Exercise details — Write out each of the lines below word for word, from first to last, and omit the pictures from your answer.

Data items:
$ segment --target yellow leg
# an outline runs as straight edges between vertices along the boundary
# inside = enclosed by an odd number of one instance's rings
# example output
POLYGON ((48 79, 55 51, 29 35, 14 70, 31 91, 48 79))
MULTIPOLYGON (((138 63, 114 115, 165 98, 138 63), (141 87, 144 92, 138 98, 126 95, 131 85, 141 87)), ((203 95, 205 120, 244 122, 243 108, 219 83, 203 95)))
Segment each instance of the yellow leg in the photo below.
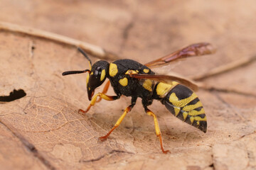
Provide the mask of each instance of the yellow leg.
POLYGON ((154 118, 154 125, 155 125, 156 134, 156 136, 159 137, 161 149, 162 150, 164 154, 166 154, 167 152, 170 152, 169 150, 164 150, 164 149, 163 140, 162 140, 162 138, 161 138, 161 131, 160 131, 160 128, 159 128, 159 125, 158 123, 158 120, 157 120, 157 118, 156 118, 156 115, 154 114, 154 113, 151 112, 149 109, 146 110, 146 113, 149 115, 153 116, 153 118, 154 118))
POLYGON ((97 94, 96 94, 95 96, 93 96, 90 104, 89 105, 89 106, 87 107, 87 108, 86 109, 86 110, 83 110, 82 109, 79 109, 78 112, 82 112, 83 113, 86 113, 87 111, 89 111, 90 107, 92 107, 92 106, 94 106, 97 101, 97 98, 100 96, 100 98, 106 100, 106 101, 114 101, 117 100, 117 98, 119 98, 119 96, 107 96, 106 94, 102 94, 102 93, 98 93, 97 94))
POLYGON ((107 137, 111 134, 111 132, 120 125, 122 121, 124 120, 126 114, 131 110, 132 107, 133 107, 133 106, 131 105, 131 106, 128 106, 127 108, 125 108, 124 112, 122 113, 121 117, 117 120, 114 126, 110 130, 110 131, 108 133, 107 133, 106 135, 100 137, 99 140, 100 140, 101 141, 104 141, 104 140, 107 140, 107 137))
MULTIPOLYGON (((110 81, 107 81, 107 82, 106 83, 105 86, 104 86, 103 91, 102 92, 102 94, 106 94, 109 87, 110 87, 110 81)), ((96 102, 100 102, 101 101, 101 99, 102 99, 102 98, 100 98, 96 102)))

Exercise solution —
$ segment --target yellow leg
# an outline runs as straight edges between vertices along the boundary
# inside = enclosed by an odd number of one instance's rings
# example output
POLYGON ((48 79, 55 51, 29 35, 14 70, 31 91, 48 79))
MULTIPOLYGON (((138 63, 114 115, 165 98, 138 63), (141 87, 144 92, 138 98, 126 95, 131 85, 141 87)), ((203 95, 205 120, 244 122, 243 108, 219 83, 203 95)))
Segment each instance of the yellow leg in the photo below.
Provide the mask of each instance of the yellow leg.
POLYGON ((154 118, 154 125, 155 125, 156 134, 156 136, 159 137, 161 149, 162 150, 164 154, 166 154, 167 152, 170 152, 169 150, 164 150, 164 149, 163 140, 162 140, 162 138, 161 138, 161 131, 160 131, 160 128, 159 128, 159 125, 158 123, 158 120, 157 120, 157 118, 156 118, 156 115, 154 114, 154 113, 151 112, 149 109, 146 110, 146 113, 149 115, 153 116, 153 118, 154 118))
POLYGON ((97 94, 96 94, 95 96, 93 96, 90 104, 89 105, 89 106, 87 107, 87 108, 86 109, 86 110, 83 110, 82 109, 79 109, 78 112, 82 112, 83 113, 86 113, 87 111, 89 111, 90 107, 92 107, 92 106, 94 106, 97 101, 97 98, 100 96, 100 98, 106 100, 106 101, 114 101, 117 100, 117 98, 119 98, 119 96, 107 96, 106 94, 102 94, 102 93, 98 93, 97 94))
POLYGON ((107 137, 111 134, 111 132, 120 125, 122 121, 124 120, 126 114, 131 110, 132 107, 133 107, 133 106, 131 105, 131 106, 128 106, 127 108, 125 108, 124 112, 122 113, 121 117, 117 120, 114 126, 110 130, 110 131, 108 133, 107 133, 106 135, 100 137, 99 140, 100 140, 101 141, 104 141, 104 140, 107 140, 107 137))
MULTIPOLYGON (((110 81, 107 81, 107 82, 106 83, 105 86, 104 86, 103 91, 102 92, 102 94, 106 94, 109 87, 110 87, 110 81)), ((96 102, 100 102, 101 101, 101 99, 102 99, 102 98, 100 98, 96 102)))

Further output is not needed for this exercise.